'''

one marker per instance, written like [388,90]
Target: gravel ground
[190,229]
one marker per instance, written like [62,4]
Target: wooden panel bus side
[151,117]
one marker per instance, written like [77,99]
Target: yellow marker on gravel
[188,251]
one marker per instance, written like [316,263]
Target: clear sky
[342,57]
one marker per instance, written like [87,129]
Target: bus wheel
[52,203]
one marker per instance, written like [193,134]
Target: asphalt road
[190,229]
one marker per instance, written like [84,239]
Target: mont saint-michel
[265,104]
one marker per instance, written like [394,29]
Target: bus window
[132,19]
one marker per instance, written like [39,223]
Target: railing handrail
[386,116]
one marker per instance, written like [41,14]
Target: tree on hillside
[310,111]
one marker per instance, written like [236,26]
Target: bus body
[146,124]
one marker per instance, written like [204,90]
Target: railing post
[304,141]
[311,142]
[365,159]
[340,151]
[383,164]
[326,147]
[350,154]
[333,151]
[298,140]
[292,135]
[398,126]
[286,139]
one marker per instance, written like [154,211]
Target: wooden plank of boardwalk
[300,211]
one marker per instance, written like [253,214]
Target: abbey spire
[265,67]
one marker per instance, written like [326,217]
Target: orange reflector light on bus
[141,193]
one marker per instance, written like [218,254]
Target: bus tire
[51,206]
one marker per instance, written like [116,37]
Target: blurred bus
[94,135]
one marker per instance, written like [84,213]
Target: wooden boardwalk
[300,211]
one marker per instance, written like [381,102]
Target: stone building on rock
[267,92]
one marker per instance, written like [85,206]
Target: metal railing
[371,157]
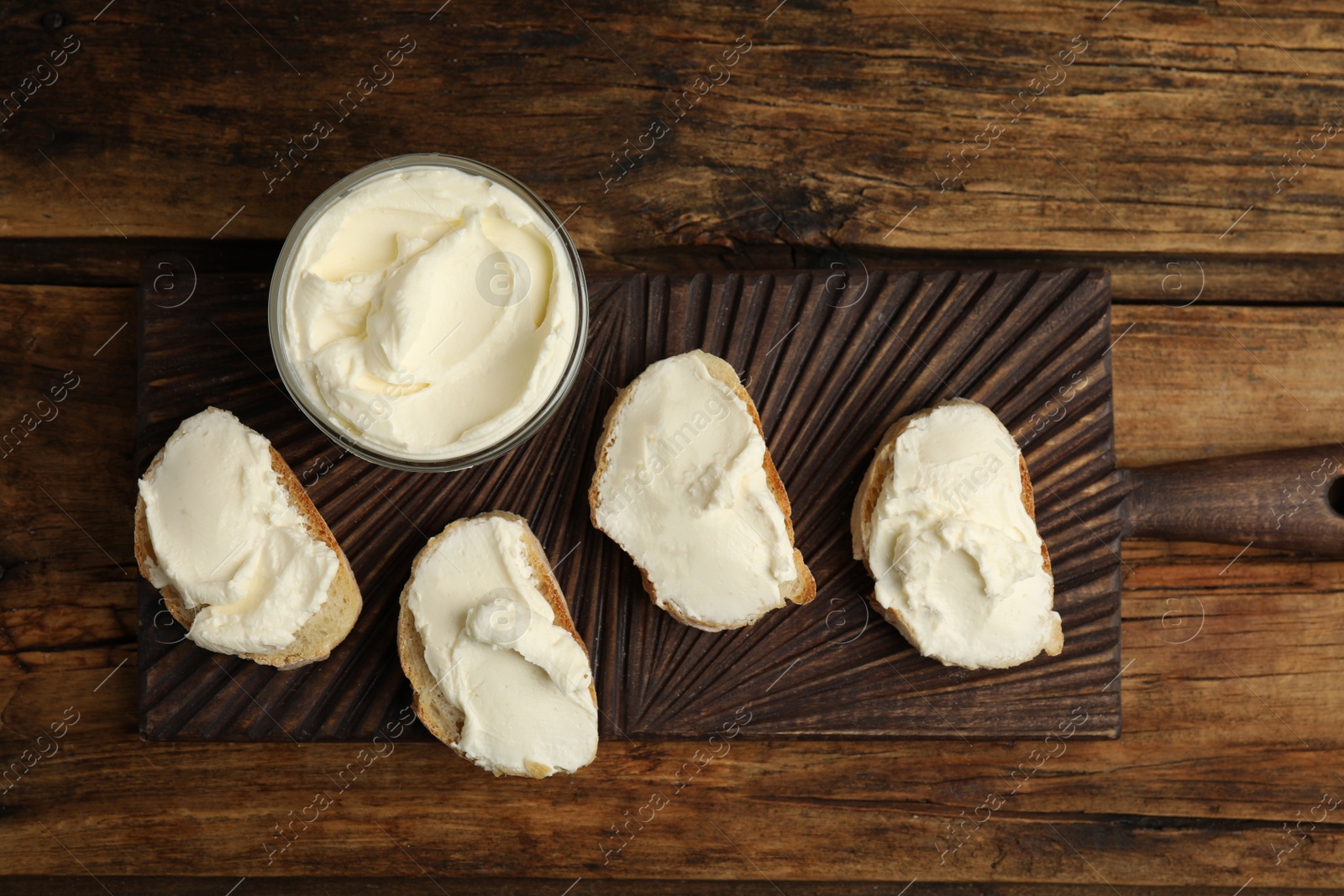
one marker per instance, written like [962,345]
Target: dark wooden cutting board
[831,362]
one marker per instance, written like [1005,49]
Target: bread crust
[339,610]
[870,490]
[804,587]
[441,718]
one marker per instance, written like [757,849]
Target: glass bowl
[351,439]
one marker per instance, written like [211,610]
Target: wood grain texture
[830,369]
[1194,795]
[839,120]
[1290,500]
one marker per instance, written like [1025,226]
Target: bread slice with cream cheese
[497,669]
[945,524]
[320,631]
[685,485]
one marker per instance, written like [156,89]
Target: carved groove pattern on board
[831,362]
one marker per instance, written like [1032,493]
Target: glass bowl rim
[281,277]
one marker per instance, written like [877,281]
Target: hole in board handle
[1336,495]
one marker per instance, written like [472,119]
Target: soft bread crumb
[804,587]
[860,526]
[436,712]
[326,629]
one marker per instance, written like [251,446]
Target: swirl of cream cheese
[430,312]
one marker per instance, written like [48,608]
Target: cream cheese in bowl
[429,312]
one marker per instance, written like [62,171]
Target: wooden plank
[1164,130]
[1195,792]
[1166,278]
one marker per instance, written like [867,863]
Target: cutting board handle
[1290,500]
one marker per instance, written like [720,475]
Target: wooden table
[1158,152]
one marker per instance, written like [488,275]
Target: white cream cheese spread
[497,654]
[430,313]
[685,495]
[228,540]
[954,553]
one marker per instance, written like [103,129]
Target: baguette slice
[800,590]
[326,629]
[860,527]
[436,712]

'''

_Exercise_.
Reproduce all of the records above line for line with no changes, omitting the pictures.

_The output_.
one marker per instance, written like [388,90]
Target: gravel ground
[190,229]
one marker per instance, written like [62,4]
Target: wooden panel bus side
[151,117]
one marker per instance, written like [77,99]
Target: yellow marker on gravel
[188,251]
one marker per instance, written like [316,263]
Target: clear sky
[342,57]
one marker per instance, written like [87,129]
Target: bus wheel
[52,203]
one marker per instance, written like [193,134]
Target: asphalt road
[190,229]
one marker per instance, written like [84,239]
Target: mont saint-michel
[265,104]
one marker per instance, written like [394,29]
Target: bus window
[132,19]
one marker per instance, written like [39,223]
Target: railing handrail
[386,116]
one marker per instance, written like [41,14]
Target: tree on hillside
[310,111]
one marker per instance, written like [236,26]
Target: bus body
[146,124]
one marker per instance, written like [204,90]
Target: railing post
[304,141]
[311,142]
[365,159]
[340,151]
[383,164]
[326,147]
[350,154]
[333,151]
[298,140]
[292,135]
[398,126]
[286,139]
one marker per instance, written like [154,211]
Target: wooden plank of boardwalk
[300,211]
one marker per instance, written like [253,214]
Target: abbey spire
[265,67]
one marker per instance, written like [326,217]
Target: orange reflector light on bus
[141,193]
one marker per instance, written like [218,254]
Target: bus tire
[51,206]
one marker per instance, written like [116,37]
Target: blurred bus
[94,135]
one marker per instance, written like [84,213]
Target: wooden boardwalk
[300,211]
one marker per instance, written like [381,102]
Target: stone building on rock
[267,92]
one marker per instance, written like [85,206]
Target: metal railing
[371,157]
one marker per instance, written like [962,345]
Target: dark wooden cutting board
[831,362]
one marker per instance, written like [1005,49]
Target: bread crust
[339,610]
[870,490]
[804,587]
[441,718]
one marker per instance, written like [757,849]
Target: glass bowl
[351,439]
one marker per instance, written like [211,610]
Target: wood grain texture
[830,369]
[1194,795]
[839,120]
[1290,500]
one marker per instance, written like [1025,226]
Target: bread slice with cream cheese
[497,669]
[945,524]
[320,631]
[685,485]
one marker per instance, written like [156,89]
Target: carved groove pattern on board
[831,362]
one marker per instance, written like [1032,493]
Target: glass bowl rim
[281,277]
one marker per instance, written like [877,281]
Target: hole in board handle
[1336,495]
one marker per instance, written like [472,119]
Target: soft bread crumb
[804,587]
[860,526]
[436,712]
[326,629]
one marker per instance, written like [251,446]
Target: swirl of cream cheese
[430,312]
one marker per instance, written like [48,608]
Target: cream cheese in bowl
[429,312]
one marker per instance, written like [62,171]
Target: wooden plank
[1164,130]
[1195,792]
[1166,278]
one marker per instance, written like [867,863]
Target: cutting board handle
[1290,500]
one marker per instance, written like [720,475]
Target: wooden table
[1158,152]
one marker per instance, written like [488,275]
Target: white cream cheese spread
[497,654]
[430,313]
[685,495]
[228,540]
[954,553]
one marker per instance, written like [103,129]
Target: baguette slice
[800,590]
[326,629]
[860,527]
[436,712]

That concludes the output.